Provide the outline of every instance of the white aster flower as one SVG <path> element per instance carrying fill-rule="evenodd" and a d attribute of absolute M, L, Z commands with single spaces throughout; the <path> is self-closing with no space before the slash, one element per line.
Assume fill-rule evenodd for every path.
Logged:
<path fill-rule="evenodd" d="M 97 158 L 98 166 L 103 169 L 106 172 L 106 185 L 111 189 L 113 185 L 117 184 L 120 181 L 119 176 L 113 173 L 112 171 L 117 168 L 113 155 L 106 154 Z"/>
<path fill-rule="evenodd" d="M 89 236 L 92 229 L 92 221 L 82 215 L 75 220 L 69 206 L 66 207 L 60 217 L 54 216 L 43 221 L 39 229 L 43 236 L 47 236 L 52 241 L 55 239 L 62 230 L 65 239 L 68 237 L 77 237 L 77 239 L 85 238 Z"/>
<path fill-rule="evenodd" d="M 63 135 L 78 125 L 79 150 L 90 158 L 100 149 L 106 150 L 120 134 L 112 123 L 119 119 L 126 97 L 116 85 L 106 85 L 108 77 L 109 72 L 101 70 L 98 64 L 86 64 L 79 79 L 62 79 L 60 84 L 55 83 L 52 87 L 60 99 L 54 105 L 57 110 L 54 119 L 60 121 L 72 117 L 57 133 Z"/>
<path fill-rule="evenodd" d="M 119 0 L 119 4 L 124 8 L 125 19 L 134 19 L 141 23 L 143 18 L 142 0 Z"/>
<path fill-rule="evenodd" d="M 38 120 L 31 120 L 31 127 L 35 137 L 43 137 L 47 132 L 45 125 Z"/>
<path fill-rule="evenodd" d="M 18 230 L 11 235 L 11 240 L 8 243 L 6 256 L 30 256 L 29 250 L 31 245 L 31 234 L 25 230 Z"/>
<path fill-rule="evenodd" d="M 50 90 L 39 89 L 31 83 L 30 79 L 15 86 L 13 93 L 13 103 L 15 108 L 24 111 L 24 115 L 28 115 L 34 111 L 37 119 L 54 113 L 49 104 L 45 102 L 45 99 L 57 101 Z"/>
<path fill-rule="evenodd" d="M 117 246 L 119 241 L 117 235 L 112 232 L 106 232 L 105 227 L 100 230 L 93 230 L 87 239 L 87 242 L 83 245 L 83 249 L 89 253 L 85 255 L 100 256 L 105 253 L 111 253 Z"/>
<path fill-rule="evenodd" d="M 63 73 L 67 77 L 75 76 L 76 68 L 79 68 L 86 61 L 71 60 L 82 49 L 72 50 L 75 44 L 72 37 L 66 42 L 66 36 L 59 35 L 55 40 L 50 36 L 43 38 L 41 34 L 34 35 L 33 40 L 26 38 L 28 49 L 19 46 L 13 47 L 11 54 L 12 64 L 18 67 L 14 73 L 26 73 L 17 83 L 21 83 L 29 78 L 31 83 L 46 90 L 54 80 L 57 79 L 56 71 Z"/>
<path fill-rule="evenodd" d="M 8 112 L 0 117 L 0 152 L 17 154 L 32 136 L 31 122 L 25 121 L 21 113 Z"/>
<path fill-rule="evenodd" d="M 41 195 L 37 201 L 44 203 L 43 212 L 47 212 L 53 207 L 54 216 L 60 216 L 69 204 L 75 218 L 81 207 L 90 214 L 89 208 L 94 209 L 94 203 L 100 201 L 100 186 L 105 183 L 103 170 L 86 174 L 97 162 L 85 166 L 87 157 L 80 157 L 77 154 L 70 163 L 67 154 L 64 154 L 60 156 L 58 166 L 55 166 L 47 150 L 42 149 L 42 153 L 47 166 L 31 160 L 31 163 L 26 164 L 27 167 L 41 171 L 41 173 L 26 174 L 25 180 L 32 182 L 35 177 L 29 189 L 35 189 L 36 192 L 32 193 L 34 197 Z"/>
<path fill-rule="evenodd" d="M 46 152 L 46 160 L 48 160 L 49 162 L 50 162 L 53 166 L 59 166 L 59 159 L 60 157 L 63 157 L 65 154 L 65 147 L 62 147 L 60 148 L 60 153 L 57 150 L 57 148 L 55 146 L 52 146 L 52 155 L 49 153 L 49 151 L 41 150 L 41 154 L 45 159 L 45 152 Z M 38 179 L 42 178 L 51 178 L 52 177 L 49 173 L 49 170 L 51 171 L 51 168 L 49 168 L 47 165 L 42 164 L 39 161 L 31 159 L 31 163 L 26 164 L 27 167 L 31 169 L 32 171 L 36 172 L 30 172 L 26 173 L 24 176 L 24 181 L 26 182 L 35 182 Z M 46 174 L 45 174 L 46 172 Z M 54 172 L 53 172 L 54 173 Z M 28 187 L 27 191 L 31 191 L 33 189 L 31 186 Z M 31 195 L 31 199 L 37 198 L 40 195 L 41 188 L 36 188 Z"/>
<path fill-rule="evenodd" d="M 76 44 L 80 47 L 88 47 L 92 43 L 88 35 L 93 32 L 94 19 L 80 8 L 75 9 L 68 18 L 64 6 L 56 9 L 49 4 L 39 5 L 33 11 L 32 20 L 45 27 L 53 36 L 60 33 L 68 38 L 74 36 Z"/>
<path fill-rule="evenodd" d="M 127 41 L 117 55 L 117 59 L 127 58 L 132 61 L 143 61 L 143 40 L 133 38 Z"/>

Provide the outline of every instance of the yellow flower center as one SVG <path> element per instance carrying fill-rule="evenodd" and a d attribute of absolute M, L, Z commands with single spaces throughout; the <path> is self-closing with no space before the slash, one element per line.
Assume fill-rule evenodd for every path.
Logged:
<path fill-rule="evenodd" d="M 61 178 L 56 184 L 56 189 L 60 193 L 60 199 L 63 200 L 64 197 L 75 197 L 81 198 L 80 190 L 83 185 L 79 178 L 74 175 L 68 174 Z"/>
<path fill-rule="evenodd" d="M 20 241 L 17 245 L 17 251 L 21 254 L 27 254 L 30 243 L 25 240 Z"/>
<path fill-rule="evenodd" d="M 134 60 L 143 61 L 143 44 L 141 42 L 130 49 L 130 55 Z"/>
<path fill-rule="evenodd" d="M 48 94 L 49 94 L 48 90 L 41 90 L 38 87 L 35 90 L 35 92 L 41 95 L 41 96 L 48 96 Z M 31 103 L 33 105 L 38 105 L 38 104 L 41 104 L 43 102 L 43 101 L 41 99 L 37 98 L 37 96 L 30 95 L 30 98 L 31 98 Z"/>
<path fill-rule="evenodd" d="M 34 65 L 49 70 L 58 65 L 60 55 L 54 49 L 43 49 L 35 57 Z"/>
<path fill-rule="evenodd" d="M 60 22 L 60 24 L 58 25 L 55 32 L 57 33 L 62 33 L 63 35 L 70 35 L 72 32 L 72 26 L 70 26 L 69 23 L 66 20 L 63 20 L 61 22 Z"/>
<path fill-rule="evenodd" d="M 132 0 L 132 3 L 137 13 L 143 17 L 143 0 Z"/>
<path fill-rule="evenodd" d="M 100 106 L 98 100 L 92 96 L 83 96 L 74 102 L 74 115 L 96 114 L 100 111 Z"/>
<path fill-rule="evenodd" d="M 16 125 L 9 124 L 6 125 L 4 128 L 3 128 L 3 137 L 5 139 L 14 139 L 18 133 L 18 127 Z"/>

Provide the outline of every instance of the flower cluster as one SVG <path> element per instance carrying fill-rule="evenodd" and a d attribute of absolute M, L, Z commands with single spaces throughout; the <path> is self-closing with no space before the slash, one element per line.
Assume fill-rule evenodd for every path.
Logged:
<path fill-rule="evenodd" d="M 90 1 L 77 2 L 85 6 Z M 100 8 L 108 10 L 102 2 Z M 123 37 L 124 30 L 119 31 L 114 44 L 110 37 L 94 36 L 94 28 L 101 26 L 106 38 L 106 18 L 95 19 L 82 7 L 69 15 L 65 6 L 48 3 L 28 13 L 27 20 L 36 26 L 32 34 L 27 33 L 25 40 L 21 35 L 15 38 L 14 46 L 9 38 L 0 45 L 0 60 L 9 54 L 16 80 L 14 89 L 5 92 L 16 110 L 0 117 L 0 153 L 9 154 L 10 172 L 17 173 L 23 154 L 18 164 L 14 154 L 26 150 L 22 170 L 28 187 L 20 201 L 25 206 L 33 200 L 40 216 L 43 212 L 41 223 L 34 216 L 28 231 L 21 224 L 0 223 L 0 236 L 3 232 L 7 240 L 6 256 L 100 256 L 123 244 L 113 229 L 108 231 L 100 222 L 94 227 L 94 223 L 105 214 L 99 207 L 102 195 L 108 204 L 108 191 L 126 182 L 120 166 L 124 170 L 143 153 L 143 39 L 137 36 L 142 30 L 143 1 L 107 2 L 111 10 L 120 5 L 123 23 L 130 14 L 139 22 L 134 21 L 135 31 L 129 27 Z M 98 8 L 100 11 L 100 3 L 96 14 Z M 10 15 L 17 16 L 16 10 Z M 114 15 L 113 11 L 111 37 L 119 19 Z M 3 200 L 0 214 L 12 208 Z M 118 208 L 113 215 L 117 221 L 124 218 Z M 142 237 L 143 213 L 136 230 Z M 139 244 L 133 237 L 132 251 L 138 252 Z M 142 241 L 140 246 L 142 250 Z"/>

* _Task to carry out_: Quote, unchanged, the lines from the very first line above through the line containing "119 0 L 119", including both.

* _Problem solution_:
Provide the outline of every instance of the white aster flower as one SVG <path> element per instance carrying fill-rule="evenodd" and a d attribute of absolute M, L, Z commands with single spaces throughout; the <path> is self-closing with no space before the slash, one element per line.
Assume fill-rule evenodd for every path.
Logged:
<path fill-rule="evenodd" d="M 97 158 L 98 166 L 103 169 L 106 172 L 106 185 L 111 189 L 113 185 L 117 184 L 120 181 L 119 176 L 113 173 L 112 171 L 117 168 L 113 155 L 106 154 Z"/>
<path fill-rule="evenodd" d="M 89 236 L 92 229 L 92 221 L 82 215 L 75 220 L 69 206 L 66 207 L 60 217 L 54 216 L 43 221 L 39 229 L 43 236 L 47 236 L 52 241 L 55 239 L 62 230 L 65 239 L 68 237 L 77 237 L 77 239 L 85 238 Z"/>
<path fill-rule="evenodd" d="M 63 135 L 78 125 L 79 150 L 90 158 L 100 149 L 106 150 L 120 134 L 112 123 L 119 119 L 126 97 L 116 85 L 106 85 L 108 77 L 109 72 L 101 70 L 98 64 L 86 64 L 79 79 L 62 79 L 60 84 L 55 83 L 52 87 L 60 99 L 54 105 L 57 110 L 54 119 L 60 121 L 72 117 L 57 133 Z"/>
<path fill-rule="evenodd" d="M 119 0 L 119 4 L 124 8 L 125 19 L 134 19 L 141 23 L 143 18 L 142 0 Z"/>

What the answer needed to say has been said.